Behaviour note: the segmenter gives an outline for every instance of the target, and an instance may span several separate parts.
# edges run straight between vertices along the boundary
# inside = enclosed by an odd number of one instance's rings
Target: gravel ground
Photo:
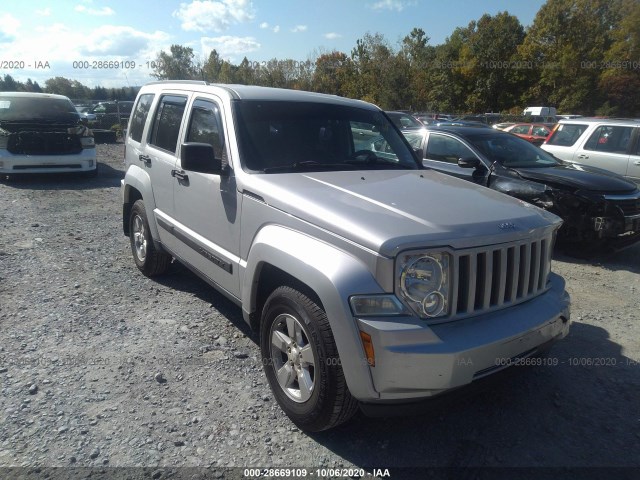
[[[175,263],[157,280],[137,271],[121,227],[124,147],[97,148],[97,178],[0,182],[0,466],[640,475],[640,245],[556,256],[573,326],[549,365],[423,415],[358,414],[308,435],[275,403],[238,308]]]

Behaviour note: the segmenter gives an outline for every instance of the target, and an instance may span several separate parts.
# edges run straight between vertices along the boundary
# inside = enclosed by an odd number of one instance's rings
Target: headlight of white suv
[[[448,315],[451,256],[446,252],[404,253],[398,257],[396,295],[418,316]]]

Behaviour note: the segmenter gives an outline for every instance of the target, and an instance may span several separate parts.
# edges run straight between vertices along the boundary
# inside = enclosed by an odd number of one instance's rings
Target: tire
[[[288,286],[273,291],[262,311],[260,349],[276,401],[301,429],[326,430],[358,410],[327,315],[305,294]]]
[[[171,263],[171,255],[156,250],[149,230],[142,200],[136,200],[129,216],[131,253],[138,269],[148,277],[163,274]]]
------------
TASK OBJECTIVE
Give back all of the material exactly, though without the images it contains.

OUTPUT OF THE TASK
Behaviour note: the segmenter gives an outline for every instance of the target, and an instance may span several separate parts.
# edges run straight between vertices along the boundary
# inside = enclosed by an odd number of one instance's rings
Target: gravel ground
Photo:
[[[175,263],[157,280],[137,271],[121,227],[124,147],[97,148],[97,178],[0,182],[0,466],[640,475],[640,245],[556,256],[573,326],[549,365],[423,415],[358,414],[308,435],[275,403],[238,308]]]

Behaviour note: the segmenter gives an outline for every instance of the target, and an instance may span several separate parts.
# edges run straight between vertices along the boundary
# inside = enclosed by an odd number of one instance's rings
Target: headlight of white suv
[[[448,315],[451,256],[446,252],[404,253],[398,257],[396,295],[418,316]]]

Behaviour note: the segmenter gives an outline for every instance of the target, and an instance may span several separate parts.
# edges run straight between vertices along the boundary
# inside = enclosed by an odd number of one instance's rings
Target: tire
[[[288,286],[273,291],[262,311],[260,349],[276,401],[301,429],[326,430],[358,410],[327,315],[305,294]]]
[[[171,263],[171,255],[156,250],[149,230],[142,200],[136,200],[129,216],[131,253],[138,269],[148,277],[163,274]]]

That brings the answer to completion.